**Task to complete**
Copy each entry as it stands, leaving nothing out.

--- START OF Dataset excerpts ---

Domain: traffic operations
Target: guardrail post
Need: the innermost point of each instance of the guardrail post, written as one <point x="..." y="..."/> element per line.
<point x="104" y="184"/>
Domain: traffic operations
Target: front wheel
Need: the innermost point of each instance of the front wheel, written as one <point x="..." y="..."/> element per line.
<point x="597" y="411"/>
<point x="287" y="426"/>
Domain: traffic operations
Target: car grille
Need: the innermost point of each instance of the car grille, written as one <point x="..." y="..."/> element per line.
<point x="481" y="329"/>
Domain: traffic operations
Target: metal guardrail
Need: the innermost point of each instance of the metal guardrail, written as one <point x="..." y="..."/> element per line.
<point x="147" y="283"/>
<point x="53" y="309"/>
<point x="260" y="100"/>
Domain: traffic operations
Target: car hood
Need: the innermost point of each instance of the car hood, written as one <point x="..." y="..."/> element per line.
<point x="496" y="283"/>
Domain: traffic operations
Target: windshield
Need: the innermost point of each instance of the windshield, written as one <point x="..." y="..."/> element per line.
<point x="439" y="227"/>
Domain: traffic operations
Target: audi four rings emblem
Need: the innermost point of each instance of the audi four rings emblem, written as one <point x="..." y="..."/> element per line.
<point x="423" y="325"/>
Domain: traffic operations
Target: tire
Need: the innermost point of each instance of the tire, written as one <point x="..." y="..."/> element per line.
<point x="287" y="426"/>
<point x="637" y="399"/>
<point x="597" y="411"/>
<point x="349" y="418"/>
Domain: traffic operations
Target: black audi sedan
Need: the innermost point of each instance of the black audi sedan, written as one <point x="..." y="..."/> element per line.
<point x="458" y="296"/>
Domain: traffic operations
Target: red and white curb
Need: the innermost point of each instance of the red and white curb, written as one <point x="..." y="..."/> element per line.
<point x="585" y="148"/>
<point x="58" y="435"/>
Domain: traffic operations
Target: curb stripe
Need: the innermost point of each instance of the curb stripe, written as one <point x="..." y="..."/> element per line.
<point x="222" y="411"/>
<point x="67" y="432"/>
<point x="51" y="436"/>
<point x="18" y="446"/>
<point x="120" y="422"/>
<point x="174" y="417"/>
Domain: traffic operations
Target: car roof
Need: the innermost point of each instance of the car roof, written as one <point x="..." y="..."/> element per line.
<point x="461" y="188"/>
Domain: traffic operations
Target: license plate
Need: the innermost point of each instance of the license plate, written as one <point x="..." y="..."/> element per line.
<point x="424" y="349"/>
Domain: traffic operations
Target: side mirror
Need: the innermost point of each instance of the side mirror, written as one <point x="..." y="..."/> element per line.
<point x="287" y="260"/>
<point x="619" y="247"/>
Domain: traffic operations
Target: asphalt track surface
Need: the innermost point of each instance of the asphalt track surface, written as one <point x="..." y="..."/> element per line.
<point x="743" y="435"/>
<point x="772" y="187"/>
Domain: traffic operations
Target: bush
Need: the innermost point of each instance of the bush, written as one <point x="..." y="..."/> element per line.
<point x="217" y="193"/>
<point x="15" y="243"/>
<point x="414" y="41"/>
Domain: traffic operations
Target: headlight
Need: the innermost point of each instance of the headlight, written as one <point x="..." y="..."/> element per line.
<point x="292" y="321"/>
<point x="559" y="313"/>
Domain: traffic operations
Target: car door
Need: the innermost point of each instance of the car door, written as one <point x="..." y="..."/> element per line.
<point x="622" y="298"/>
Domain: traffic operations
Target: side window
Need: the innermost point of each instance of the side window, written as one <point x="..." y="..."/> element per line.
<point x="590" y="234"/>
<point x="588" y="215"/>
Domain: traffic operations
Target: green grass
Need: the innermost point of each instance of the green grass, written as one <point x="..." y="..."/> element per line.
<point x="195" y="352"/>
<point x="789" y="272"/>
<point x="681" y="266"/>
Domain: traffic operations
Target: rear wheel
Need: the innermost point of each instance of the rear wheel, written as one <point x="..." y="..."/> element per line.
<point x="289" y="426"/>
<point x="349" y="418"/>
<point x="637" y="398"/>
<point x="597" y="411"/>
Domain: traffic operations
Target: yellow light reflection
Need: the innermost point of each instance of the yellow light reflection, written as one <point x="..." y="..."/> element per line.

--- END OF Dataset excerpts ---

**Solved problem**
Domain: traffic operations
Target: guardrail post
Need: the innermost point of each instance of the guardrail post, written as one <point x="..." y="..."/> element per line.
<point x="104" y="184"/>
Domain: traffic operations
Target: front wheel
Need: the innermost point of each instance of the front wheel, written as one <point x="..." y="..."/> element per line.
<point x="597" y="411"/>
<point x="287" y="426"/>
Domain: traffic operations
Target: car grille
Need: the innermost point of each instance of the car grille, written as one <point x="..." y="..."/> element per line.
<point x="481" y="329"/>
Domain: traffic operations
Target: metal guardrail
Need: the innermost point of each instance of the metal guardrail, written as one <point x="..." y="..."/> element per line.
<point x="147" y="283"/>
<point x="53" y="309"/>
<point x="260" y="100"/>
Domain: traffic operations
Target: car hood
Need: the innermost point of each instance of the car hood, written as one <point x="..." y="..."/> element per line.
<point x="496" y="283"/>
Domain: traffic operations
Target: windshield
Need: the innermost point of each instance of the windshield, written as one <point x="..." y="..."/> element per line.
<point x="439" y="227"/>
Domain: traffic operations
Target: audi four rings emblem
Need: the innermost point of each instance of the audi four rings emblem, written as one <point x="..." y="..."/> element per line.
<point x="423" y="325"/>
Domain: traffic operations
Target: tire
Need: the innermost point of each instance of the tire, written as one <point x="..." y="..."/> element per line.
<point x="287" y="426"/>
<point x="637" y="399"/>
<point x="597" y="411"/>
<point x="349" y="418"/>
Domain: traffic operations
Target: black audi sedan
Need: the innermost point of each instance of the black audi sedan, written as one <point x="..." y="..."/> element per line.
<point x="458" y="296"/>
Domain: traffic operations
Target: red and white curb
Need: the innermost point of each instance of the red and white curb, written as one <point x="..." y="..."/> element per line.
<point x="585" y="148"/>
<point x="58" y="435"/>
Domain: traffic operations
Target: curb stripe
Need: the innermost point of each instance of the curb stripe, written as one <point x="..." y="..."/> element per line.
<point x="222" y="411"/>
<point x="67" y="432"/>
<point x="51" y="436"/>
<point x="18" y="446"/>
<point x="120" y="422"/>
<point x="174" y="417"/>
Domain: traffic operations
Target: car roof
Need: the innermost point of each instance of the car roof, written as one <point x="..." y="..."/> element per line.
<point x="461" y="188"/>
Domain: traffic operations
Target: license plate
Need: the innermost point of each instance of the license plate, written as one <point x="..." y="..."/> element per line.
<point x="424" y="349"/>
Domain: traffic operations
Target: side mirror
Need: the innermost point of each instance of the side mirror, written as one <point x="..." y="..."/> element per line.
<point x="287" y="260"/>
<point x="619" y="247"/>
Domain: traffic operations
Target: asphalt track surface
Need: the innermost point of each instance of the asphalt track surface, written as one <point x="..." y="..."/> element per line.
<point x="743" y="435"/>
<point x="772" y="187"/>
Domain: traffic operations
Target: bush
Need: the innermost point of each instance of the bush, written as one <point x="..." y="..."/> element per line.
<point x="217" y="193"/>
<point x="15" y="243"/>
<point x="414" y="41"/>
Domain: traffic operations
Target: headlight
Need: the innermost point of each instance of the headlight, written as one <point x="..." y="..."/> element per line.
<point x="292" y="321"/>
<point x="559" y="313"/>
Domain: traffic operations
Target: car door
Need: the innermost point of each instance of the car door, written as one <point x="..." y="..."/> element per line.
<point x="622" y="298"/>
Domain: traffic operations
Target: side window
Need: the innermost point of each instance of the side window, written as one <point x="..." y="..."/> element per line.
<point x="590" y="234"/>
<point x="588" y="215"/>
Domain: traffic operations
Target: green grass
Need: the innermost point of each instance of the green grass, written as one <point x="..." y="..."/> element per line.
<point x="195" y="352"/>
<point x="789" y="272"/>
<point x="681" y="266"/>
Domain: traffic operations
Target: rear wheel
Need: the innermost point of each instance of the rear wheel, written as one <point x="..." y="..."/> element per line.
<point x="289" y="426"/>
<point x="349" y="418"/>
<point x="637" y="398"/>
<point x="597" y="411"/>
Domain: traffic operations
Target: yellow light reflection
Need: the innermost point of each instance of the yellow light reflection, written as one <point x="..." y="..."/> element per line.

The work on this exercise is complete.